Exercise:
Reproduce, from the lines below, exactly the stretch that begins at the line containing "153L67 163L75 164L86" and ends at the line containing "positive clicks: (84, 139)", both included.

----------

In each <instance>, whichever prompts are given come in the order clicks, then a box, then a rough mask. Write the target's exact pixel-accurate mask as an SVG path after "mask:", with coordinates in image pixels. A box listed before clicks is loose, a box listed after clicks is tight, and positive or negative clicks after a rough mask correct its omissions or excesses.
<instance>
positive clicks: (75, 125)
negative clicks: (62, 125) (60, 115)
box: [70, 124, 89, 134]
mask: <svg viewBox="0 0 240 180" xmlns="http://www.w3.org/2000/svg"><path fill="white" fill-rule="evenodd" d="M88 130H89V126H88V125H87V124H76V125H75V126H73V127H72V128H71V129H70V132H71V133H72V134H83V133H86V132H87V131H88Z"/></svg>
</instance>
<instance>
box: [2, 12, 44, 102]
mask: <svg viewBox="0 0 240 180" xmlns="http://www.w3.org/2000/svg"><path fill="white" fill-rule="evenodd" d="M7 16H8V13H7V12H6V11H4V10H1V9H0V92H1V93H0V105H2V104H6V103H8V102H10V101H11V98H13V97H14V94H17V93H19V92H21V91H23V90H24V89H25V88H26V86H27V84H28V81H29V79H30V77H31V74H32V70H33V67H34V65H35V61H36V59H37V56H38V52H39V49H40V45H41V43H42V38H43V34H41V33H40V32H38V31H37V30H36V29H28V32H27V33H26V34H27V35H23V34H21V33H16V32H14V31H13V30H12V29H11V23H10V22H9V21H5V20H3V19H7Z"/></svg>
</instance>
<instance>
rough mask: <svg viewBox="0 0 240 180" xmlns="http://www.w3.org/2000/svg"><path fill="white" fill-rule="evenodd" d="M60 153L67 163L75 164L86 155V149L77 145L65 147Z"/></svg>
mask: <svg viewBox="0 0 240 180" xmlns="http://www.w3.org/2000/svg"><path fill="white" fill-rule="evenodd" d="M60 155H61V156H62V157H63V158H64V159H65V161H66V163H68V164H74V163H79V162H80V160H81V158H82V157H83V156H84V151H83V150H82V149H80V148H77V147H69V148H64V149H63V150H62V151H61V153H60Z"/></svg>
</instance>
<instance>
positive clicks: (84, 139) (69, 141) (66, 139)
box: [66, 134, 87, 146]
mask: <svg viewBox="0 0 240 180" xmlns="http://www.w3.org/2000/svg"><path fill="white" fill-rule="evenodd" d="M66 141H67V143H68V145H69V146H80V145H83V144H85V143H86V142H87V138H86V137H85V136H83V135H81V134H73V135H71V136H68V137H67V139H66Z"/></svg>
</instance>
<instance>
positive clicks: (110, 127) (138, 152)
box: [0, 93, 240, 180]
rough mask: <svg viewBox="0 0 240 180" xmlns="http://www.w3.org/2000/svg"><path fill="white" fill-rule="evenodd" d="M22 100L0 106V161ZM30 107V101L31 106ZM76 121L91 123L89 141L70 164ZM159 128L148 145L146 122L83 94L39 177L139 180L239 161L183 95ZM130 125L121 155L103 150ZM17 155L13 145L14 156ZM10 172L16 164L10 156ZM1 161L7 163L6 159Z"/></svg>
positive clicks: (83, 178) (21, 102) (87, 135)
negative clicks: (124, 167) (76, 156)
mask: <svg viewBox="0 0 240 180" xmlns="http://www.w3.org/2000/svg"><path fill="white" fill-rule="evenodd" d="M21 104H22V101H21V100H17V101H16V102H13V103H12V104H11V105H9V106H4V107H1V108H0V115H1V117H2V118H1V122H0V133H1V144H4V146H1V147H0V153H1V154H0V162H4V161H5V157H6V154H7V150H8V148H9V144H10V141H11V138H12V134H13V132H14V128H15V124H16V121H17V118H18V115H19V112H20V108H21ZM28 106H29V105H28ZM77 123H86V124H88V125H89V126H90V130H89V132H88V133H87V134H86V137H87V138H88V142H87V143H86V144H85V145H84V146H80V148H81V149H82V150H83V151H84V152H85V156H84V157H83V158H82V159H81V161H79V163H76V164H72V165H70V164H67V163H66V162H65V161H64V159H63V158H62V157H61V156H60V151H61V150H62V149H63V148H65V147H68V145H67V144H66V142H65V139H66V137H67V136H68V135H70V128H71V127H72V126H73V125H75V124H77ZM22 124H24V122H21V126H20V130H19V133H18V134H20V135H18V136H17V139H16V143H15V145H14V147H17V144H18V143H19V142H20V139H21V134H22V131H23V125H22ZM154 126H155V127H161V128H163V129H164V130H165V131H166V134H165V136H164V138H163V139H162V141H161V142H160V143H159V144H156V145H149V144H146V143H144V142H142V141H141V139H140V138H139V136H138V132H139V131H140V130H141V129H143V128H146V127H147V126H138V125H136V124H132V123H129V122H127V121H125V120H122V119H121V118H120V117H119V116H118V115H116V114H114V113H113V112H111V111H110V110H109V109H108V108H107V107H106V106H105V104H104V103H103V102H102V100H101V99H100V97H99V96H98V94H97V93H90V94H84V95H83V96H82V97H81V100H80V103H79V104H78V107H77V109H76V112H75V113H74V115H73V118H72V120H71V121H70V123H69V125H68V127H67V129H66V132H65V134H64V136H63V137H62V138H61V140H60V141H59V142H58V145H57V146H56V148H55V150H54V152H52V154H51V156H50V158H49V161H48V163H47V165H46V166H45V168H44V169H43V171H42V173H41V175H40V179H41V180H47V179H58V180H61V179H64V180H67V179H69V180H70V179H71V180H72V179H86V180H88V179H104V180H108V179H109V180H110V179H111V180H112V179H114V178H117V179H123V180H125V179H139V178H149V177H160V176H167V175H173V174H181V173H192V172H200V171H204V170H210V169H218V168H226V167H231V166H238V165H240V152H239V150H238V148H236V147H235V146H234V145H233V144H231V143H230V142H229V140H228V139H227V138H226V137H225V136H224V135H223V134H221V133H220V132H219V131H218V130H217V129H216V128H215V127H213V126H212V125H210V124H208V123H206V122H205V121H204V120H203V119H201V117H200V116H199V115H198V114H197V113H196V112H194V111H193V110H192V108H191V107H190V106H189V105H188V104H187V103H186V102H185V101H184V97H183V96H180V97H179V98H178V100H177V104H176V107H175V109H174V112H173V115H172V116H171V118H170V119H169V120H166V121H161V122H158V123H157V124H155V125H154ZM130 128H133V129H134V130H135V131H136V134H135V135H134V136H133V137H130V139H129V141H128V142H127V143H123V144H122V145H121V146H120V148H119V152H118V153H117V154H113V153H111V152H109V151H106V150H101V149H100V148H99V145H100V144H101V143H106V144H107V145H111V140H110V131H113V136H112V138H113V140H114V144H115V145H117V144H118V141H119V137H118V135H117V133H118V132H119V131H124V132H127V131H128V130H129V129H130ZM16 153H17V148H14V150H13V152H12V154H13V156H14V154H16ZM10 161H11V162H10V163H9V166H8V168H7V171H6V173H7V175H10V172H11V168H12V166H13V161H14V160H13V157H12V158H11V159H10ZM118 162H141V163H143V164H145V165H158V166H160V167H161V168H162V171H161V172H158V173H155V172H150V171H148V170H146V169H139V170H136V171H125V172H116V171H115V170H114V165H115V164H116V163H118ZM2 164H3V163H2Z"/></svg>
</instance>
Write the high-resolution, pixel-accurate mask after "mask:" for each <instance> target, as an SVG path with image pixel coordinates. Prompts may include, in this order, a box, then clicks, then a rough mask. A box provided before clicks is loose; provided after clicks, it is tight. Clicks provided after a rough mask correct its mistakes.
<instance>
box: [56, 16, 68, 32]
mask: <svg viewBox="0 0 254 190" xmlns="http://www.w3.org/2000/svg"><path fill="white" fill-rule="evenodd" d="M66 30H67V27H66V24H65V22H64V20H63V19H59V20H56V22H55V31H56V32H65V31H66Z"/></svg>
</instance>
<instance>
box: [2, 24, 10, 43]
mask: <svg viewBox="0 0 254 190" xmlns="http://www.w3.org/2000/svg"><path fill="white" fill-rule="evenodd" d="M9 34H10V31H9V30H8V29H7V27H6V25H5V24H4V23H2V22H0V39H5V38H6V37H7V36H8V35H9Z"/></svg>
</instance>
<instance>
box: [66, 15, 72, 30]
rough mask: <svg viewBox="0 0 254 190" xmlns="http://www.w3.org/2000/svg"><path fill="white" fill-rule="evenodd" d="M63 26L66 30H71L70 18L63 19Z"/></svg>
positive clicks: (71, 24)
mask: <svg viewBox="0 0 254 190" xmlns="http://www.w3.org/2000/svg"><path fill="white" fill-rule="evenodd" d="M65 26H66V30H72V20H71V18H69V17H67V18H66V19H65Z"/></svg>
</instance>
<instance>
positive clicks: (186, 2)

----------

Solution:
rough mask: <svg viewBox="0 0 240 180" xmlns="http://www.w3.org/2000/svg"><path fill="white" fill-rule="evenodd" d="M60 153L67 163L75 164L86 155V149L77 145L65 147Z"/></svg>
mask: <svg viewBox="0 0 240 180" xmlns="http://www.w3.org/2000/svg"><path fill="white" fill-rule="evenodd" d="M60 155H61V156H62V157H63V158H64V159H65V161H66V163H68V164H74V163H79V162H80V160H81V158H82V157H83V156H84V151H83V150H82V149H80V148H77V147H69V148H64V149H63V150H62V151H61V153H60Z"/></svg>
</instance>
<instance>
positive clicks: (84, 139) (69, 141) (66, 139)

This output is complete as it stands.